>>>>>

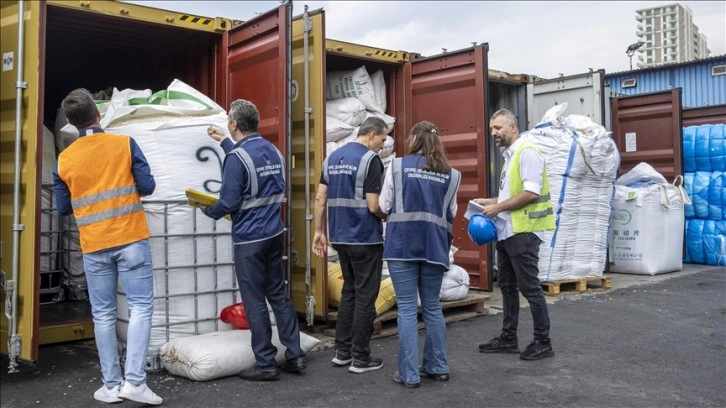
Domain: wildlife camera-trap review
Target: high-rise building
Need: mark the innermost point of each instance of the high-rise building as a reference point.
(669, 35)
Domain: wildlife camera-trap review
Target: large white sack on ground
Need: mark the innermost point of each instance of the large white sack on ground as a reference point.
(355, 83)
(350, 111)
(647, 229)
(219, 354)
(179, 100)
(582, 161)
(336, 129)
(191, 253)
(379, 89)
(455, 284)
(389, 120)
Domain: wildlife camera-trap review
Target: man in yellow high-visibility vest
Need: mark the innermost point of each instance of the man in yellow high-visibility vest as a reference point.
(525, 208)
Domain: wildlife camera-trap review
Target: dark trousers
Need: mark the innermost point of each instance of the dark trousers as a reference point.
(258, 266)
(361, 266)
(518, 256)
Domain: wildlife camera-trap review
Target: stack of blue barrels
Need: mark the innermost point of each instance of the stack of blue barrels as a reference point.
(704, 156)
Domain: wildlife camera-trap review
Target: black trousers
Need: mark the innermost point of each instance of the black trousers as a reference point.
(258, 266)
(518, 256)
(361, 266)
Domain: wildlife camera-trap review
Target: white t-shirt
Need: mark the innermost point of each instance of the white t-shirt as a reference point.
(531, 167)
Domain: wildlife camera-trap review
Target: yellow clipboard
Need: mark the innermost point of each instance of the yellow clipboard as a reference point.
(194, 196)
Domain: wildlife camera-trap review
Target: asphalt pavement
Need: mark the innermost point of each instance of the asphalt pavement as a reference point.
(655, 341)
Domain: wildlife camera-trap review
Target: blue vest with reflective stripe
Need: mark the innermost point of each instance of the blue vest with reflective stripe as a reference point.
(420, 224)
(258, 217)
(349, 220)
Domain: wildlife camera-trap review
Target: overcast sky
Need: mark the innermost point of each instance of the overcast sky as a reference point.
(543, 38)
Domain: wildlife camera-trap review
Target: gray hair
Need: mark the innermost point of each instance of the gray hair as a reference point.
(80, 108)
(508, 115)
(245, 114)
(372, 124)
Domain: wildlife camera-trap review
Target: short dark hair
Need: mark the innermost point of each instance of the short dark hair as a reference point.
(372, 124)
(80, 108)
(245, 114)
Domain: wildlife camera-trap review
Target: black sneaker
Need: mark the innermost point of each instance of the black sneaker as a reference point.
(341, 358)
(438, 377)
(359, 366)
(536, 350)
(398, 380)
(500, 345)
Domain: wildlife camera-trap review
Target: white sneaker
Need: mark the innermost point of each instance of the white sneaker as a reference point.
(109, 395)
(139, 393)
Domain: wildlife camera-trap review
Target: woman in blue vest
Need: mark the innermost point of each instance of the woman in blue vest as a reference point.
(419, 194)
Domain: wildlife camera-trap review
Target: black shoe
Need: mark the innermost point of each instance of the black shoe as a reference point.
(341, 358)
(294, 365)
(360, 366)
(500, 345)
(536, 350)
(398, 380)
(438, 377)
(255, 373)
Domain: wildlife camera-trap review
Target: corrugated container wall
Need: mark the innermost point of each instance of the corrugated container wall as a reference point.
(703, 82)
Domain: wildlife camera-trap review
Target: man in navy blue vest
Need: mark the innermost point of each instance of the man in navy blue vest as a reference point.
(349, 189)
(253, 189)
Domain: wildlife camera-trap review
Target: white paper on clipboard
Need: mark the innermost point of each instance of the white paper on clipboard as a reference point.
(471, 209)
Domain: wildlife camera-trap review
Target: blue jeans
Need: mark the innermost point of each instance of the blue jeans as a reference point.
(410, 278)
(258, 266)
(132, 265)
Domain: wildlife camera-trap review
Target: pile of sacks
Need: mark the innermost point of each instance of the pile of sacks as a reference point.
(352, 97)
(582, 162)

<<<<<

Given request.
Copy the data exactly. Any picture it contains is to be omitted.

The completed task.
Domain: wildlife camera-trap review
Target: high-rise building
Need: mark the innermost point of each instance of the high-rise building as a reference point.
(669, 35)
Domain: wildlife camera-trap review
Target: large white sack on ground
Need: mark the innermost point of each instance of the large white sack on ground as a reference point.
(355, 83)
(350, 111)
(647, 229)
(219, 354)
(179, 100)
(582, 161)
(336, 129)
(191, 253)
(379, 89)
(455, 284)
(389, 120)
Domain: wildlife camera-trap review
Target: man in yellow high-visibility vest
Need: mark the innermost point of each instance of the man in yellow high-visibility vest as a reference point.
(525, 208)
Domain: wildlife camera-trap review
Target: dark trousers
Need: mark the innermost point of each instance of the dark trousers as a reference point.
(258, 266)
(361, 266)
(518, 256)
Domain: wildlife camera-trap review
Target: stack of blue barrels
Need: mark the innermost point of each instance of the stack of blue barrels as a reference point.
(704, 156)
Domain: wildlife camera-trap review
Target: black trousers
Need: mark the innermost point of each instance of the black trousers as a reference point.
(258, 266)
(518, 256)
(361, 266)
Domain: wildlife camera-trap review
Target: white t-shirt
Need: mark the innermost point of each instance of the white t-shirt as a reference point.
(531, 167)
Domain: wildlife camera-trap review
Target: yellow clipboard
Need: mark the innermost point of each instance of the yellow clipboard as a reference point.
(194, 196)
Domain: wildlife camera-trap review
Target: asphalt pavement
Need: mark the innermost point of each instance of the asphalt pavement as a reference point.
(655, 341)
Domain: wildlife camera-trap review
Target: blue vest with reflective stripe
Need: mark the innermost point of each instance of the blue vest with reflective stripe as a reference point.
(420, 224)
(258, 217)
(349, 220)
Domain: wildlife camera-trap review
Target: overcast sky
Need: mark the innermost point of each instance of the overcast sky as a reference point.
(543, 38)
Domain: wildlife camera-trap review
Target: gray hair
Need: mark the innermost point of each instance of the gray hair as a reference point.
(80, 108)
(508, 115)
(245, 114)
(372, 124)
Domain: wildlife camera-trap review
Target: short dark hair
Need: mark the innermost point of each instance of the short dark hair as a reference point.
(372, 124)
(80, 108)
(245, 114)
Domain: wildlife camera-trap review
Target: black sneaker
Need: mark the innermost point of each instance of the black sneaker as a reference point.
(341, 358)
(438, 377)
(359, 366)
(536, 350)
(398, 380)
(500, 345)
Domain: wildlife camera-trap review
Target: white sneaker
Need: mark the innermost point of each instance of the white sneaker as a reference point.
(109, 395)
(139, 393)
Domain: wildlife camera-trap review
Target: woman in blue vest
Need: mark the innermost point of each instance of the woman in blue vest as a reference point.
(419, 194)
Domain: wildlife camera-trap review
Target: black shoe
Need: mark the innermost point of each instance of the black shoe as a reference point.
(341, 358)
(294, 365)
(360, 366)
(500, 345)
(536, 350)
(398, 380)
(438, 377)
(255, 373)
Domain: wildlife camera-trap review
Target: corrugated container wall
Need: mark the innermost point of each instance of the corrugated container wall as a reference point.
(703, 82)
Domain: wildlife camera-trap review
Target: man in navy blue vest
Need: mark the innermost point of each instance of the man in navy blue vest as a reference point.
(349, 189)
(253, 189)
Domain: wildlife camera-trap review
Target: white paper on clipboard
Need: mark the innermost point of each instance of the white paper on clipboard as a reference point.
(471, 209)
Domain: wildlife camera-trap review
Target: blue jeans
Need: mark the innermost point of each instance of the blue jeans as a reference point.
(410, 278)
(258, 266)
(132, 265)
Domain: wildlife camera-trap review
Target: pile of sacks
Need: mark the innermost point of each instance of the pile of sacks as a reference point.
(352, 97)
(582, 162)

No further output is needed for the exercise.